_GOAL_
Give back only the lines from the one with "In this exercise you will mark the blurred" through the last line of the data, exactly as they appear.

_Point placement records_
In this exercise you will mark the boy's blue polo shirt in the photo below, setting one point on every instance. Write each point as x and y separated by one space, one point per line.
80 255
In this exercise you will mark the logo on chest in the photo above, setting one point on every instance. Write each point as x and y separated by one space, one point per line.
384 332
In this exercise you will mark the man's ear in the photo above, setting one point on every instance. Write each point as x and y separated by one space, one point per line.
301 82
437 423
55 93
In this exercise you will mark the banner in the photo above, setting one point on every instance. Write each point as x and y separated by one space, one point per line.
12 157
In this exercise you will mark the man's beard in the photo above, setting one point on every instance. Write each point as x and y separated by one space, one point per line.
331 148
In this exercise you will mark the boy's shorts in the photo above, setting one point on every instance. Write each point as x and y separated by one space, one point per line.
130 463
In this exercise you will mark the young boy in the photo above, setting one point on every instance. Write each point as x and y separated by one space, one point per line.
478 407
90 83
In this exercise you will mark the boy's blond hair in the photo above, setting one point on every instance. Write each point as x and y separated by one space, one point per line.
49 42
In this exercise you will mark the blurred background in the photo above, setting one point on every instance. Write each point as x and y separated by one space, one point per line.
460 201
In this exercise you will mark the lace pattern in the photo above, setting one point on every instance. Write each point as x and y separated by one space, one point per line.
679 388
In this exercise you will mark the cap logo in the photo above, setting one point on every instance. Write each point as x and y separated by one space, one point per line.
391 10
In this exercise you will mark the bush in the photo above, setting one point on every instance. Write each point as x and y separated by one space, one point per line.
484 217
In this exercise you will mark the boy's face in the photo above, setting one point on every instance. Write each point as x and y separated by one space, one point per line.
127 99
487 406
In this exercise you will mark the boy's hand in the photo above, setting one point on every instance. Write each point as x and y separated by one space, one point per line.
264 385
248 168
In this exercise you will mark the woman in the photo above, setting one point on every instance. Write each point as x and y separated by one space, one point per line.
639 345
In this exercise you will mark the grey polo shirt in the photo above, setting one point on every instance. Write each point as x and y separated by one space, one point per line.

_RESULT OF THE EXERCISE_
In this exercise you will mark the blurred background in the photo above, setting one point on every instance. Write each point as x and y separated by one space, one point per line.
460 201
In this exercise you will mark the lace pattern in the photo above, setting one point on every instance. Write each point as x and y separated by one space, one point per line.
679 388
In this exercise you will mark the cap logo in the photo above, setting one point on every instance. Write each point as x and y separated by one space, one point per line.
391 10
In this exercise you will mark the bush in the photo above, setting one point on every instance. Write each point as x and y separated by one space, one point per line.
484 217
In this exercise you will mark the boy's face in the photo above, setting one point on every instance. Write each point as x and y separated by one space, one point per line.
127 99
487 406
In this exercise you will mark the boy's hand in the photo above, setting one point on every instance. Write each point as x and y separated by one space, one point per line.
264 385
248 168
In this exercise you will mark the woman in the photo above, setting one point on every instance. Write each point as x and y separated by one space, one point per line.
639 345
In this exercise you will mark the grey polo shirt in the photo above, setting one point on every instance. Write each point as x and y separated by one space, one point per line.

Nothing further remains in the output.